BEGIN Exercise input

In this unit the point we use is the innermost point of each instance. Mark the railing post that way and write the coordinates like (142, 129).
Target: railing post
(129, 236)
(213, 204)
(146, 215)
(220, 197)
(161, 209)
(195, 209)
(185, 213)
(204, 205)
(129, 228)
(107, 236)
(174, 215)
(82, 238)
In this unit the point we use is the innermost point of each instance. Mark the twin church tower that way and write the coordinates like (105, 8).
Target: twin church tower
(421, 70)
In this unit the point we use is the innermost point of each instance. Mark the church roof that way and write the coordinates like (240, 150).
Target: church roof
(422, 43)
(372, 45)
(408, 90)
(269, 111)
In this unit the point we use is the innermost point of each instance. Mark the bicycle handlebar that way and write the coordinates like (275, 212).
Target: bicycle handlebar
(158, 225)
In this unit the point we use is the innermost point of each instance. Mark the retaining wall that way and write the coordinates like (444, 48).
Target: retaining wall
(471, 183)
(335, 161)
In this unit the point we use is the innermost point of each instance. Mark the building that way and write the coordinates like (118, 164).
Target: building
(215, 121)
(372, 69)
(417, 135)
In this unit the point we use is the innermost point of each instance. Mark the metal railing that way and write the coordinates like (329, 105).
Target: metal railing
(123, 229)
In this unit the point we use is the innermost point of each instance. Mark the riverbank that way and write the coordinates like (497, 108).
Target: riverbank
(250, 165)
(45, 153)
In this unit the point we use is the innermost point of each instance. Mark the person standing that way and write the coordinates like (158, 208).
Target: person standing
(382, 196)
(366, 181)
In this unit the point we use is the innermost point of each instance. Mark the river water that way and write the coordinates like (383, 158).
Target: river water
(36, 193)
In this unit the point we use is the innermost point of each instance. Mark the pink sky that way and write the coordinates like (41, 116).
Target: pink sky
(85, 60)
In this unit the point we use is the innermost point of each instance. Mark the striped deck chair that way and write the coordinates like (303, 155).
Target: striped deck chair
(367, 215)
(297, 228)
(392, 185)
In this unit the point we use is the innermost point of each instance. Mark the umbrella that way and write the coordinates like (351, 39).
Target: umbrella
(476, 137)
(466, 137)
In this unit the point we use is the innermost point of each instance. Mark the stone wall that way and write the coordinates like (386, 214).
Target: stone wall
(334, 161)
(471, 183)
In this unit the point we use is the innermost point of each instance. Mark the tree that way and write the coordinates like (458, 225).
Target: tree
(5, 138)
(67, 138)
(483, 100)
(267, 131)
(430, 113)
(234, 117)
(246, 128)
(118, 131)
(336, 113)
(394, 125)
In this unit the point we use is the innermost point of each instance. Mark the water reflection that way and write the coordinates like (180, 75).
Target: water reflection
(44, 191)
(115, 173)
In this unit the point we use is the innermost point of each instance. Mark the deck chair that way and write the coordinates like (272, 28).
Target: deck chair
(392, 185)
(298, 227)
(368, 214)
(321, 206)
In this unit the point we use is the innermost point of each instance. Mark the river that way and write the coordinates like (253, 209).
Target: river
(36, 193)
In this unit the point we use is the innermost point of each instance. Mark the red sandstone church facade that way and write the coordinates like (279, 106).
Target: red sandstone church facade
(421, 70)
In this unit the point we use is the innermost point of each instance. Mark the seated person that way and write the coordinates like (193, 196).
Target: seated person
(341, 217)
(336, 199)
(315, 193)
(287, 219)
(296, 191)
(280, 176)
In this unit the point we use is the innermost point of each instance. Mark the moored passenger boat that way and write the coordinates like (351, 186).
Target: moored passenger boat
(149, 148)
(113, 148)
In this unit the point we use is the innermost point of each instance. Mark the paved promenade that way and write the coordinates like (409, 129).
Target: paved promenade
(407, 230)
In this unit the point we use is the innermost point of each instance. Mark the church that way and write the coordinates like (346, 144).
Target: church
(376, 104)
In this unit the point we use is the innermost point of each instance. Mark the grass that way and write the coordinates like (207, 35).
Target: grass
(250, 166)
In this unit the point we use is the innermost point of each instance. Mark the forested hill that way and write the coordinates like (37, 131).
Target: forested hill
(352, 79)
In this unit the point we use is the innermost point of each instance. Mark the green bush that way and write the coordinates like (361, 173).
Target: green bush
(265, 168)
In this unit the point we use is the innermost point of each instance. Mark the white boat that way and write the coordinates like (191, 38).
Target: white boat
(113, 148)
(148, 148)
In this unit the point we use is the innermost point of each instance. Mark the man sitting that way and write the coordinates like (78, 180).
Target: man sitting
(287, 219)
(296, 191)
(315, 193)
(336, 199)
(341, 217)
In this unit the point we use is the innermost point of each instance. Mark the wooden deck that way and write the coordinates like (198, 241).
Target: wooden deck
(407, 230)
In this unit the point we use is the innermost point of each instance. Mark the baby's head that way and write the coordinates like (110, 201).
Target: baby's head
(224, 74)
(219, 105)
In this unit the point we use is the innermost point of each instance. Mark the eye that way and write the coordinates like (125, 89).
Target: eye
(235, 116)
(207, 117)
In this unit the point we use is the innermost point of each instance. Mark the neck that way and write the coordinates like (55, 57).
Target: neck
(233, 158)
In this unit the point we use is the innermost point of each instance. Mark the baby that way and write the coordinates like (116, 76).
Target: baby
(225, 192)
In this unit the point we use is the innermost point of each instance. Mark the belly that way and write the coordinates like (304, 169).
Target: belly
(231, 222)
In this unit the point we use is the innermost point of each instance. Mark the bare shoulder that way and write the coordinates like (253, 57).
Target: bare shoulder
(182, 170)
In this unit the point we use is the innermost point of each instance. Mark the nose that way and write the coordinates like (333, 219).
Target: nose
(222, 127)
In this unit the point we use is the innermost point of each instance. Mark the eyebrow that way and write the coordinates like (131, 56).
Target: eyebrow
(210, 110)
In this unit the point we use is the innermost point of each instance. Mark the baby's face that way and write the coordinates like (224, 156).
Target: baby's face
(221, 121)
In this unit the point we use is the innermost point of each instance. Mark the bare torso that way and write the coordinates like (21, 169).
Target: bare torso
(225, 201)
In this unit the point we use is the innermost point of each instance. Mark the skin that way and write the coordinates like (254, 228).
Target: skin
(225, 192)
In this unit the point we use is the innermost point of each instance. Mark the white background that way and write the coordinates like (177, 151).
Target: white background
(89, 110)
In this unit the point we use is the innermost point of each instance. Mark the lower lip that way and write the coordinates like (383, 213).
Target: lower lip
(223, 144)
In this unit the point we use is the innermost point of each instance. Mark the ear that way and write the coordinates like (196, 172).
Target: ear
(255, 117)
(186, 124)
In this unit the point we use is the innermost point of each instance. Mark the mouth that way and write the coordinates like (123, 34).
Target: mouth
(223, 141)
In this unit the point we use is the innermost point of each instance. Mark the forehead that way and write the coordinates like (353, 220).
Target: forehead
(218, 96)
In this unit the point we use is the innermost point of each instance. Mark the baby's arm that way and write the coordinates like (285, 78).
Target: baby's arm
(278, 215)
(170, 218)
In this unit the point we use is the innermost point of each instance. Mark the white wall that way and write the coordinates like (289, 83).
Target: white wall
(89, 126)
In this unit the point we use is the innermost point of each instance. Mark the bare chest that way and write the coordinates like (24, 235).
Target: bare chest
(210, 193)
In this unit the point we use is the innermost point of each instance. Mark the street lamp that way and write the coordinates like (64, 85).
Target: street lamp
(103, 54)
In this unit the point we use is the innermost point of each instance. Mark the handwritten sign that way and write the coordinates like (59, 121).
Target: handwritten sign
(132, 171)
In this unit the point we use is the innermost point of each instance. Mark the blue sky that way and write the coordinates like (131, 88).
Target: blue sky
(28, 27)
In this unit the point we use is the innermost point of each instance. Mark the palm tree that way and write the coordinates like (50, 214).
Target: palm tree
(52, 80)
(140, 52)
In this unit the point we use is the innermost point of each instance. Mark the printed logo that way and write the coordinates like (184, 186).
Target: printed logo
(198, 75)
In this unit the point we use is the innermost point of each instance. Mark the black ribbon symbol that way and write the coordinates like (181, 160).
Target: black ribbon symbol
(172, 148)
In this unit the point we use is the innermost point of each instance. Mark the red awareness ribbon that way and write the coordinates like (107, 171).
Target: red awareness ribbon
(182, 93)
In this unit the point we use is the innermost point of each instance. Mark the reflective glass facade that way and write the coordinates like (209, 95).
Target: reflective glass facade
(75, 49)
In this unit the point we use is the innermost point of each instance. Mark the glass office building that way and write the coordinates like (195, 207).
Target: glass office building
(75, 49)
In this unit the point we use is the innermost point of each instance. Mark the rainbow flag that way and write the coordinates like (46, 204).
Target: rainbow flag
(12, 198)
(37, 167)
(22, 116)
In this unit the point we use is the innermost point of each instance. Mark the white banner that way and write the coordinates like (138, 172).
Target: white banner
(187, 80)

END Exercise input

**What to do:**
Each line of the records above, from the first through the one containing "like (303, 155).", is to be retyped exactly; no other line belongs.

**Reply:**
In this unit the point we use is the innermost point of each instance. Mark the railing post that way and write the coordinates like (142, 129).
Target: railing post
(129, 236)
(213, 204)
(146, 215)
(220, 197)
(161, 209)
(195, 209)
(185, 213)
(204, 205)
(129, 228)
(107, 236)
(174, 215)
(82, 238)
In this unit the point we use is the innermost point of each instance. Mark the twin church tower that way and write the coordinates like (105, 8).
Target: twin church tower
(421, 70)
In this unit the point we use is the innermost point of each instance. Mark the church roof that way and write the coordinates like (240, 150).
Target: church roof
(422, 43)
(372, 45)
(408, 90)
(269, 111)
In this unit the point we use is the innermost point of each instance. Mark the bicycle handlebar that way and write the coordinates like (275, 212).
Target: bicycle handlebar
(158, 225)
In this unit the point we use is the innermost point of each instance. Mark the retaining wall that way and write the coordinates like (444, 48).
Target: retaining wall
(471, 183)
(335, 161)
In this unit the point we use is the innermost point of each instance. Mark the building that way and write the coordinates like (118, 164).
Target: building
(215, 121)
(372, 69)
(417, 135)
In this unit the point we use is the innermost point of each instance. Mark the metal railing that way and write the coordinates like (329, 105).
Target: metal railing
(123, 229)
In this unit the point we use is the innermost point of each instance. Mark the riverbank that way and write the coordinates like (497, 108).
Target: riverbank
(250, 165)
(45, 153)
In this unit the point we use is the innermost point of each instance. Mark the person standing that way and write the coordinates like (158, 208).
Target: person standing
(382, 196)
(366, 181)
In this unit the point we use is the innermost point of each instance. Mark the river water that way and write the coordinates like (383, 158).
Target: river water
(36, 193)
In this unit the point we use is the innermost point of each instance. Mark the pink sky that way and write the coordinates like (41, 116).
Target: pink sky
(85, 60)
In this unit the point we use is the innermost point of each instance. Mark the striped deck chair that way and write the coordinates like (303, 155).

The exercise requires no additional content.